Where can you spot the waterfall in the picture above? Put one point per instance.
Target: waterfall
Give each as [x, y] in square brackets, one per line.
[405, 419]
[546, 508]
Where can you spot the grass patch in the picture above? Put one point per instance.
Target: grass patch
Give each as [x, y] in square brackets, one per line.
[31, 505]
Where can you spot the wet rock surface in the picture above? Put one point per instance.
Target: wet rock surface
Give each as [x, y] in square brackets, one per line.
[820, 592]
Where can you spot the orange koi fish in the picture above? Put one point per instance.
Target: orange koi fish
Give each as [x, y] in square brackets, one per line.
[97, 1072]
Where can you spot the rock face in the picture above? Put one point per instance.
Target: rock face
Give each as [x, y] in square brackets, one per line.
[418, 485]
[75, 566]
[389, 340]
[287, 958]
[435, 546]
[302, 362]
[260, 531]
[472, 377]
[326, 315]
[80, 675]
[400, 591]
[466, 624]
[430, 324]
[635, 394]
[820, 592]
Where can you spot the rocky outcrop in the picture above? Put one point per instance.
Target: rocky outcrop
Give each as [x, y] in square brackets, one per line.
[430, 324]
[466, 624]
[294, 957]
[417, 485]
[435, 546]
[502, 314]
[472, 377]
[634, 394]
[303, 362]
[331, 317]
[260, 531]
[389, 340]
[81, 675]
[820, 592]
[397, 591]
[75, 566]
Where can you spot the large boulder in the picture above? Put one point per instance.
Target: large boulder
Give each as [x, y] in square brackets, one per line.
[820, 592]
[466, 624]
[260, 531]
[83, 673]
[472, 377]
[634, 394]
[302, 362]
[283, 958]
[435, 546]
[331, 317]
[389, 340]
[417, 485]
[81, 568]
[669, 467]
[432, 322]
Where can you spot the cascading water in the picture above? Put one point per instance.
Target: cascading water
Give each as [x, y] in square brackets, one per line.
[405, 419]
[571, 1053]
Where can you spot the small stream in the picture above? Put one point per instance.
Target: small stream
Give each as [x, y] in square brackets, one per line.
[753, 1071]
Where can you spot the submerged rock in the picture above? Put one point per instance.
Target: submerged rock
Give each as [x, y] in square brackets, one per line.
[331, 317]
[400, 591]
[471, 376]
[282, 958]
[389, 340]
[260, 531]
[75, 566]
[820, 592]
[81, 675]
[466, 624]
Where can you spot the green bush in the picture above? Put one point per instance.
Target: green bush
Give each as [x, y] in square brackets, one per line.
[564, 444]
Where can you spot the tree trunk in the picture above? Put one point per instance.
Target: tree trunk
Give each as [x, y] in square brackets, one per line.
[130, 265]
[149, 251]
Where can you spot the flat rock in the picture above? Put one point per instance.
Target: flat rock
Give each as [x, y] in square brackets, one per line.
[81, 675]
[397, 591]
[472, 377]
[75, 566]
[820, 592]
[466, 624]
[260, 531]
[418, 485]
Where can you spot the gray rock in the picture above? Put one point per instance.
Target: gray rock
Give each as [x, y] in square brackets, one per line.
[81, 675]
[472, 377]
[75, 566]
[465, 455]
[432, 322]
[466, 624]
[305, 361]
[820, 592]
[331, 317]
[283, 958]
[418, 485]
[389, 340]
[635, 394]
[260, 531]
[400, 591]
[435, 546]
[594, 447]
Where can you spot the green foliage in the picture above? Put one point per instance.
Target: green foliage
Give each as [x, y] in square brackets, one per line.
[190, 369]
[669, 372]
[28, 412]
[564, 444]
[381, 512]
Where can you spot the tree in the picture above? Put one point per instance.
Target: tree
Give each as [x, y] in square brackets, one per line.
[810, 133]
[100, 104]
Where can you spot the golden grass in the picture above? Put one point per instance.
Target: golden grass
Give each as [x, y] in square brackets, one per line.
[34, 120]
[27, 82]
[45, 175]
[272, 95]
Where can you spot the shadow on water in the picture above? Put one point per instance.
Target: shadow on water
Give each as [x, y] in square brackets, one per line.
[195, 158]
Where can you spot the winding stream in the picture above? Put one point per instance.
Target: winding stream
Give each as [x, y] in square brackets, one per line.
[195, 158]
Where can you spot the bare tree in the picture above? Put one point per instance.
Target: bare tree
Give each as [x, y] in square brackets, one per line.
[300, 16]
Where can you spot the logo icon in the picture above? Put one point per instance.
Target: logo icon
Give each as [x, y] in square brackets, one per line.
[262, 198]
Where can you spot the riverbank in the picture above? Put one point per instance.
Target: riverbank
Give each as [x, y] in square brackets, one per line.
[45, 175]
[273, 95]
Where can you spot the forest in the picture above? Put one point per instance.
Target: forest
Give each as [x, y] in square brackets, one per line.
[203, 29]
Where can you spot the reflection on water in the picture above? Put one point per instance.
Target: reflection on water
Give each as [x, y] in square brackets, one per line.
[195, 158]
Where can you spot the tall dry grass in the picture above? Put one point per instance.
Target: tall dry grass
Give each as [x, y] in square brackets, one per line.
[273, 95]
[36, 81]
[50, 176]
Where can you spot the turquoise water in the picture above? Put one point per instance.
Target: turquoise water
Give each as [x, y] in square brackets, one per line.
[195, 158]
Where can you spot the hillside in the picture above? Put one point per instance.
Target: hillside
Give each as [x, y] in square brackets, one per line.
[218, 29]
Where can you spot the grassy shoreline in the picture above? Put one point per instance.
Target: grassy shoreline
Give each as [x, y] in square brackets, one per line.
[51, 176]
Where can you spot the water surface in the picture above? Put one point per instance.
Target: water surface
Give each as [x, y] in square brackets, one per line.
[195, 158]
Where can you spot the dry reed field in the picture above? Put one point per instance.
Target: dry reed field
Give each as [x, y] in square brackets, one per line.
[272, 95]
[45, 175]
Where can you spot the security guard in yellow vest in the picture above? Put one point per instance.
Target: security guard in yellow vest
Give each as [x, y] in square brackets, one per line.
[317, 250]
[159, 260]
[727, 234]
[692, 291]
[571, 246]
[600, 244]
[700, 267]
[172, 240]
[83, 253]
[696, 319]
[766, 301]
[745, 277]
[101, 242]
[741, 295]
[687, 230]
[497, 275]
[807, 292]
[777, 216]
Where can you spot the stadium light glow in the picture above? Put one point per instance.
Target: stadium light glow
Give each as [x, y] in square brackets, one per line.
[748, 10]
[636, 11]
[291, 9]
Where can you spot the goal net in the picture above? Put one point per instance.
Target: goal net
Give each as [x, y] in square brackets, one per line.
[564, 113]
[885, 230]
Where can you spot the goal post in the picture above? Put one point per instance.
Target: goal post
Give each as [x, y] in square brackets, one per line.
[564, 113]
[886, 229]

________________

Copy exactly, word for word, the line with "Where can you spot the reflection" through the final line of the listing.

Where can you spot the reflection on water in the picture above? Put one point per instance.
Target: reflection on water
Give each as [x, y] in square brackets, one per line.
[195, 158]
Where can you spot the tall dry grass in the picture above? Put one point per instance.
Target: tall dry grass
Give each as [x, y] in square brackets, one per line.
[273, 95]
[36, 81]
[50, 176]
Where can you spot the turquoise water in the picture above? Put one point per instance.
Target: turquoise water
Give each as [x, y] in square brackets, one per line.
[195, 158]
Where can you spot the hillside in the picture above? Put one point per instance.
Target: hillside
Give each as [x, y] in square brackets, one per line.
[218, 29]
Where can you spot the grassy shoreline in the picture above? Put one point per instance.
Target: grassy shoreline
Give each as [x, y] in square brackets, one per line.
[51, 176]
Where can you spot the water surface in the picture above? Put one point per instance.
Target: water surface
Give each as [x, y] in square brackets, one per line.
[195, 158]
Where can you spot the dry reed field in the picture above? Put one point per instance.
Target: dry reed field
Give each as [x, y] in square brackets, one per line.
[272, 95]
[45, 175]
Where can you spot the security guard in yellow vest in the picture above? Put one point per instance.
Target: security guard in yellow vest
Give each as [x, y] in square brackets, one per line.
[317, 250]
[159, 260]
[727, 234]
[692, 291]
[571, 246]
[600, 244]
[700, 267]
[172, 240]
[83, 253]
[696, 319]
[766, 301]
[745, 277]
[101, 242]
[741, 295]
[687, 230]
[497, 275]
[807, 292]
[777, 216]
Where can you spot the stadium light glow in the picture above? Put one point per instance.
Target: stadium light glow
Give each as [x, y] in square brackets, one per line.
[748, 10]
[636, 11]
[291, 9]
Where can you spot the goal net in the picture above? Put one point per instance.
Target: goal net
Give each as [x, y] in square brackets, one per line.
[564, 113]
[885, 230]
Where can you spot the goal post in the picture above? Put one point per instance.
Target: goal post
Give each as [x, y] in square brackets, one per line.
[564, 113]
[886, 229]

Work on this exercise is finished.